**TEXT SECTION**
■ ■ ■ ■

Long Distance
Pastoral Care
Chaplain Tim
Ledbetter, DMin, BCC
(Hospital Chaplain from 1994-2006)
As Kadlec Medical Center’s Chaplain, I respond to the trauma code with the
rest of the team. My usual job is to find and connect with family, and
support them through the initial phases of the situation until the patient
leaves the Emergency Department. As the team worked smoothly yet
aggressively to stabilize the badly injured patient, I attempted to notify
next of kin. It was not easy. To make a long story short, our patient’s
parents, were at that time, in two different distant parts of the country on
business and tending to family business. However, due to the blessing of
cell phones, contact was possible.
The parents of our patient received from me, the chaplain, that phone call
that fills all parents with trepidation, that their child was critically
injured in an accident…and they were several thousand miles away and apart.
Thus began an eight-hour conversation of regular updates by cell phone as
their child fought for life and they struggled to arrange flights.

■ ■ ■ ■

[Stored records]
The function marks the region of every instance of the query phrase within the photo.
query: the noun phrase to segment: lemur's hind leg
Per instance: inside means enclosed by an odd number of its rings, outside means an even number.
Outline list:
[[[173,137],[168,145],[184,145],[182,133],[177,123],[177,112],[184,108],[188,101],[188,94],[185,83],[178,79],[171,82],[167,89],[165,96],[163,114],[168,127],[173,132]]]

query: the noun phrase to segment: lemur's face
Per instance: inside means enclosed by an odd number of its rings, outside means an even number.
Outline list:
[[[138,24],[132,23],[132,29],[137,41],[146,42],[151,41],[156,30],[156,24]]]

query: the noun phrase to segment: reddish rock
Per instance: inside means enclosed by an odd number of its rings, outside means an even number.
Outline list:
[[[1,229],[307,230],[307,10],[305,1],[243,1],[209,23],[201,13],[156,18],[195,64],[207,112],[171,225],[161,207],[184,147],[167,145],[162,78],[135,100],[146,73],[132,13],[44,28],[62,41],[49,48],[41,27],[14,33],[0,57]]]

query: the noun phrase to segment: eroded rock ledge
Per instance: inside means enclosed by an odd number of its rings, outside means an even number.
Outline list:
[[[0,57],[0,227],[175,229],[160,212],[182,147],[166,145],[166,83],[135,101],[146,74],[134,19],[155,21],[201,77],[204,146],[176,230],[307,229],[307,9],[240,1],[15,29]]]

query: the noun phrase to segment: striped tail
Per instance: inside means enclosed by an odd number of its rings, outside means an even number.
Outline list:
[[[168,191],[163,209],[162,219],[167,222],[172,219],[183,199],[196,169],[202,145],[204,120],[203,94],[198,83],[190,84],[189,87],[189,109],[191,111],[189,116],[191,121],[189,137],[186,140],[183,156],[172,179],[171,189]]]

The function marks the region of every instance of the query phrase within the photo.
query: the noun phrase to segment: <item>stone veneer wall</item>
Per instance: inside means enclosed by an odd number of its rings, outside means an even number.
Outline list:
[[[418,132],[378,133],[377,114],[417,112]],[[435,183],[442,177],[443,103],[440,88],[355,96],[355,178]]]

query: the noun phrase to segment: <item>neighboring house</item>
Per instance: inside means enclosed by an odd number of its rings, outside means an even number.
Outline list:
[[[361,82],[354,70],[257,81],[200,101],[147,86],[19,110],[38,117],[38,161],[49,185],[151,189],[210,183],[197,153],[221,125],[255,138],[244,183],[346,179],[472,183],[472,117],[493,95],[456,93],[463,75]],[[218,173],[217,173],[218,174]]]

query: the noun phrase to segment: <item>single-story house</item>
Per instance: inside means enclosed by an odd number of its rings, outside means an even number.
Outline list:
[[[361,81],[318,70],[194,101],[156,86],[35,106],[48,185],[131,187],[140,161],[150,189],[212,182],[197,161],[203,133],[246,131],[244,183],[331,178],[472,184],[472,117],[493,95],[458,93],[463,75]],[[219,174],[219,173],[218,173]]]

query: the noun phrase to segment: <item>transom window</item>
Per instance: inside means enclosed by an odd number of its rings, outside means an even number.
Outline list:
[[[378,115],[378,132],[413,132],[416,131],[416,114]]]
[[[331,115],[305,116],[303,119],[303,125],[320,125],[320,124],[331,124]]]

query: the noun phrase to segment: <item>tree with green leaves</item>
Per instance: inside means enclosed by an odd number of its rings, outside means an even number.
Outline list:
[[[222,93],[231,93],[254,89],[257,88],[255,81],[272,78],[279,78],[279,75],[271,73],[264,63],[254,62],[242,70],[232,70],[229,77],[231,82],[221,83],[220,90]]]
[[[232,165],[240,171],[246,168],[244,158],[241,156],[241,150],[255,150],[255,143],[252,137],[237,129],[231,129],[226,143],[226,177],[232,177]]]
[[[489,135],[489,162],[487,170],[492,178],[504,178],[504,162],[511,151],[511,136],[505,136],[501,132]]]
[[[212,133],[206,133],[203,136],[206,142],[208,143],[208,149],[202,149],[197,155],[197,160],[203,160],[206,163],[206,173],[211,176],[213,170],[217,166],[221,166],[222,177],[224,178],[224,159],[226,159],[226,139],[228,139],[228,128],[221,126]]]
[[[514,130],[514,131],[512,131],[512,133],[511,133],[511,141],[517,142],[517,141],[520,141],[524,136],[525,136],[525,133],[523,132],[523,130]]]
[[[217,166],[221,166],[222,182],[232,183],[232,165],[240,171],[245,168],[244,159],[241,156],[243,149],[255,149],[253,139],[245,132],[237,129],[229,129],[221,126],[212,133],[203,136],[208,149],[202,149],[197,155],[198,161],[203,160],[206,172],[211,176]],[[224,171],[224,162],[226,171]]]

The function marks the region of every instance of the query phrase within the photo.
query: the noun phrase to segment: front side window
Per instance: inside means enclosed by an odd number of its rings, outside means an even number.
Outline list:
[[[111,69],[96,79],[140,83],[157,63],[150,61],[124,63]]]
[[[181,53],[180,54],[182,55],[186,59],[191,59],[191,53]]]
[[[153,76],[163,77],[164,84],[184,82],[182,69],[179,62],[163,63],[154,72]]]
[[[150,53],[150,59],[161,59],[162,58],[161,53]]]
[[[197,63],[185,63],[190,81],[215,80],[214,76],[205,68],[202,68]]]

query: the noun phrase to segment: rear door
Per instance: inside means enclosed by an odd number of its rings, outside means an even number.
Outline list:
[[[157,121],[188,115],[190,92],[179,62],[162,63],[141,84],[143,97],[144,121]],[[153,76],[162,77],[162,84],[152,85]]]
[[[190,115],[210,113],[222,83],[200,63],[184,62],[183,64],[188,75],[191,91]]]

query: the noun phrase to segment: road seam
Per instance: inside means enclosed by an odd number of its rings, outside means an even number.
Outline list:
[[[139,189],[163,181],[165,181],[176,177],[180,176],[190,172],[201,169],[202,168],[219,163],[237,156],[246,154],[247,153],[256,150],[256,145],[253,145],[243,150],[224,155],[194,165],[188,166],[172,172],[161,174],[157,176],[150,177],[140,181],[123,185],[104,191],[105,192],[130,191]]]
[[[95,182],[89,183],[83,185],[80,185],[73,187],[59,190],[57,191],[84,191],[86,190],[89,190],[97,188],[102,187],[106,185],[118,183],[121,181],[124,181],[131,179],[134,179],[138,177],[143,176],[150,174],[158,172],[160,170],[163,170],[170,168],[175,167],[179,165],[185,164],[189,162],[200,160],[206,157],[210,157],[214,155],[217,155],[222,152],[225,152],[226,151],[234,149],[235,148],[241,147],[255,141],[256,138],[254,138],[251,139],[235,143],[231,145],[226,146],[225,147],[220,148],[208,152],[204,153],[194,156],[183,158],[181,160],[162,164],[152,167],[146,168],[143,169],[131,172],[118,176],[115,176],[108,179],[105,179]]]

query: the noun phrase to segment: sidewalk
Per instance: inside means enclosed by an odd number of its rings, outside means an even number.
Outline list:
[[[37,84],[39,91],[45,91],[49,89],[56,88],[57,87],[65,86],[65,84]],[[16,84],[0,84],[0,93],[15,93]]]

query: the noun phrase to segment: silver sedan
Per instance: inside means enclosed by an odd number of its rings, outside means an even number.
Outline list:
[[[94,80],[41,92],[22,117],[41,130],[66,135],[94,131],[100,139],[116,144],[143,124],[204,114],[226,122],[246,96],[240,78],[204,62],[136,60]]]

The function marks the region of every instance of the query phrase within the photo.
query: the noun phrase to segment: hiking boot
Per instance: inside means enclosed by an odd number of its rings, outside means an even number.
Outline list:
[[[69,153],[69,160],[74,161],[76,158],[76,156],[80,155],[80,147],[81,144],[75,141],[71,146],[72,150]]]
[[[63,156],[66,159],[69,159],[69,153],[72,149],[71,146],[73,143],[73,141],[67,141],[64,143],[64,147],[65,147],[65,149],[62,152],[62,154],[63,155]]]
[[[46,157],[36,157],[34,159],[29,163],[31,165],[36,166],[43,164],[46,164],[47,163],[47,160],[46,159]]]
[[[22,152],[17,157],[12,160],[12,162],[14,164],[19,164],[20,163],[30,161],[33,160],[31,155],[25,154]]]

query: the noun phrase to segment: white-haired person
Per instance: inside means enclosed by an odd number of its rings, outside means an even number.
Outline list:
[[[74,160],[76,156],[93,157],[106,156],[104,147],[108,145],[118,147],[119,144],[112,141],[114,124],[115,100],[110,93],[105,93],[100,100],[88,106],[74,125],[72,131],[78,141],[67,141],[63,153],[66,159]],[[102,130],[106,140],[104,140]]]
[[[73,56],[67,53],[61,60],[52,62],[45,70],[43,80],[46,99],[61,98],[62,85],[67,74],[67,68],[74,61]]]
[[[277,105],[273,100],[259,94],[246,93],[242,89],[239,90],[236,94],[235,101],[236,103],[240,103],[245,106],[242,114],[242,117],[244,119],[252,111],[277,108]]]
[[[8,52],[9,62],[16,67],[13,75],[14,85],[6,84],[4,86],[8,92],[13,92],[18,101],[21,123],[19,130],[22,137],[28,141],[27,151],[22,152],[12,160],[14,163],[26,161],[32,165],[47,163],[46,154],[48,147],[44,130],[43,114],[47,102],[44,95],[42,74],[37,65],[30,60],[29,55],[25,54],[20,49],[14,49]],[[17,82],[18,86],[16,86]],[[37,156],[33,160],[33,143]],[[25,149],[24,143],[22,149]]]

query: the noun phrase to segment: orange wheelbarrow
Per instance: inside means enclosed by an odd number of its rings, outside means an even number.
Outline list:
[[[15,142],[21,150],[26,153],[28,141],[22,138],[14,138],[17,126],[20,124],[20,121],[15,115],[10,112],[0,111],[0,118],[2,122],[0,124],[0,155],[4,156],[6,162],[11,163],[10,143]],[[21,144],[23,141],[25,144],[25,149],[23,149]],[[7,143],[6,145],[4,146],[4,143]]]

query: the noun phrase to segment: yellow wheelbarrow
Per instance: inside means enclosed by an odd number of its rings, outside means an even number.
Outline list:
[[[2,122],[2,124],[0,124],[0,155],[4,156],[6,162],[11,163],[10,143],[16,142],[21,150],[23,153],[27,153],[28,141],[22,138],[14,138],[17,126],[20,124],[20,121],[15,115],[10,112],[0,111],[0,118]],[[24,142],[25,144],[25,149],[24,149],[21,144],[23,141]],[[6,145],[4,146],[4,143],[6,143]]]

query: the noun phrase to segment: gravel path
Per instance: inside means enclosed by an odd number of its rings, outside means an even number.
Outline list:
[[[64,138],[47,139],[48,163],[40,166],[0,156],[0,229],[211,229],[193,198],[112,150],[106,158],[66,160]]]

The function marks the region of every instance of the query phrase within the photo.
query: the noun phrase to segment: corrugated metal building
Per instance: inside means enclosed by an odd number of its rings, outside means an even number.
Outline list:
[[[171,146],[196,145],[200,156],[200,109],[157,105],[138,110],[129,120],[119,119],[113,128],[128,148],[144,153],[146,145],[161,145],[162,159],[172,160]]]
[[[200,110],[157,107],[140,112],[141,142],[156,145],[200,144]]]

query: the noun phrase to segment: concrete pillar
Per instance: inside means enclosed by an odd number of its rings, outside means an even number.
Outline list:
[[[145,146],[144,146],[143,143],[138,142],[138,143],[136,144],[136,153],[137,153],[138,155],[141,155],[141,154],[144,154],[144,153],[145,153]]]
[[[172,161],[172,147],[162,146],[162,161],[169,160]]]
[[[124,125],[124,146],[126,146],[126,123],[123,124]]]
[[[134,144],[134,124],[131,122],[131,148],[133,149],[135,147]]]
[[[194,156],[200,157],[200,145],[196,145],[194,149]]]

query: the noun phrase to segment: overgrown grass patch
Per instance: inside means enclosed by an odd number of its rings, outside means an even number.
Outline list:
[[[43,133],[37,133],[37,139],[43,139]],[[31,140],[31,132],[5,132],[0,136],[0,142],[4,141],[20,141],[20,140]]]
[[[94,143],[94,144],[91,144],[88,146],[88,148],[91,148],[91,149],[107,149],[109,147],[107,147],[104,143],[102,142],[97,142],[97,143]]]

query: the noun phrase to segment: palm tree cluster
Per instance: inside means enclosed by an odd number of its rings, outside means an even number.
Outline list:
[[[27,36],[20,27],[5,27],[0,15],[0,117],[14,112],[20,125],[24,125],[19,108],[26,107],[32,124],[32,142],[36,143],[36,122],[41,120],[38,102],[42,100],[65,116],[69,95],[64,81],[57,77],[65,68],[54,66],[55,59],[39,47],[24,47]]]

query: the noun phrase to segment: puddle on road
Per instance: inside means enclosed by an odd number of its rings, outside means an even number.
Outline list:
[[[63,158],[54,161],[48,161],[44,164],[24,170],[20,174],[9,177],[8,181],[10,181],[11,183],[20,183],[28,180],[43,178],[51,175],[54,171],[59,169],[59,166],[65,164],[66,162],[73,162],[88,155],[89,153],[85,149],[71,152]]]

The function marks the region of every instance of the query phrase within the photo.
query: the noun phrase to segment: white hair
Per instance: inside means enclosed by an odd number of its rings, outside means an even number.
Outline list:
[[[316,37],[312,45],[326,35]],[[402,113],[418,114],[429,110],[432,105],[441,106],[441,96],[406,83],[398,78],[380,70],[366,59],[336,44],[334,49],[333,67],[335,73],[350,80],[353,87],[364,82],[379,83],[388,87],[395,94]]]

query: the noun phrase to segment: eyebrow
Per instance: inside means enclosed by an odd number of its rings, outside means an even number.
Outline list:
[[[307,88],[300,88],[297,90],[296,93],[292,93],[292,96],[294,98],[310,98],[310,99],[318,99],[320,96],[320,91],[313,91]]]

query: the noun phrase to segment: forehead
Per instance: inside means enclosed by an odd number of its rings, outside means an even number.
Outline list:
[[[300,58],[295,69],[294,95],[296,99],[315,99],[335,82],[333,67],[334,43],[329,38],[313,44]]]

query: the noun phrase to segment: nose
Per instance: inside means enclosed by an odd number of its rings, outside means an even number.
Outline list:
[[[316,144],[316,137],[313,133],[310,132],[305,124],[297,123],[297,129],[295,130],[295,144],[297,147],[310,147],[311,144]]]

■ ■ ■ ■

**WHAT IS NEEDED**
Quote the chaplain's account word for word, starting with "As Kadlec Medical" and going on through "away and apart.". Rely only on the chaplain's account and set the material aside.

**SOLVED EXERCISE**
As Kadlec Medical Center’s Chaplain, I respond to the trauma code with the
rest of the team. My usual job is to find and connect with family, and
support them through the initial phases of the situation until the patient
leaves the Emergency Department. As the team worked smoothly yet
aggressively to stabilize the badly injured patient, I attempted to notify
next of kin. It was not easy. To make a long story short, our patient’s
parents, were at that time, in two different distant parts of the country on
business and tending to family business. However, due to the blessing of
cell phones, contact was possible.
The parents of our patient received from me, the chaplain, that phone call
that fills all parents with trepidation, that their child was critically
injured in an accident…and they were several thousand miles away and apart.